• DO THIS
Convert every line of the records below into a JSON list of strings, one string per line, with blank lines skipped. Leave the pictures out of your answer.

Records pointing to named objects
>> begin
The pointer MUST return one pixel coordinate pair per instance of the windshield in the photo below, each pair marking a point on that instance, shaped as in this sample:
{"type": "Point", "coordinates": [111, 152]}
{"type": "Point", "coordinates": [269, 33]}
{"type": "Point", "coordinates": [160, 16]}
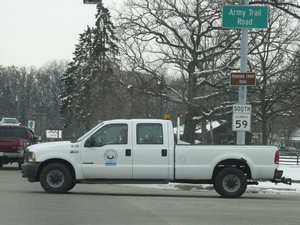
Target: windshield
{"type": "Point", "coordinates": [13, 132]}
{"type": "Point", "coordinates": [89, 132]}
>> end
• ANSWER BELOW
[
  "The pointer MUST return one pixel coordinate pair per instance of the windshield in the photo below, each pair marking a point on that instance, shaped as in this sample:",
  "{\"type\": \"Point\", \"coordinates\": [111, 152]}",
  "{\"type\": \"Point\", \"coordinates\": [269, 33]}",
  "{\"type\": \"Point\", \"coordinates\": [160, 16]}",
  "Target: windshield",
  "{\"type\": \"Point\", \"coordinates\": [13, 132]}",
  "{\"type\": \"Point\", \"coordinates\": [89, 132]}"
]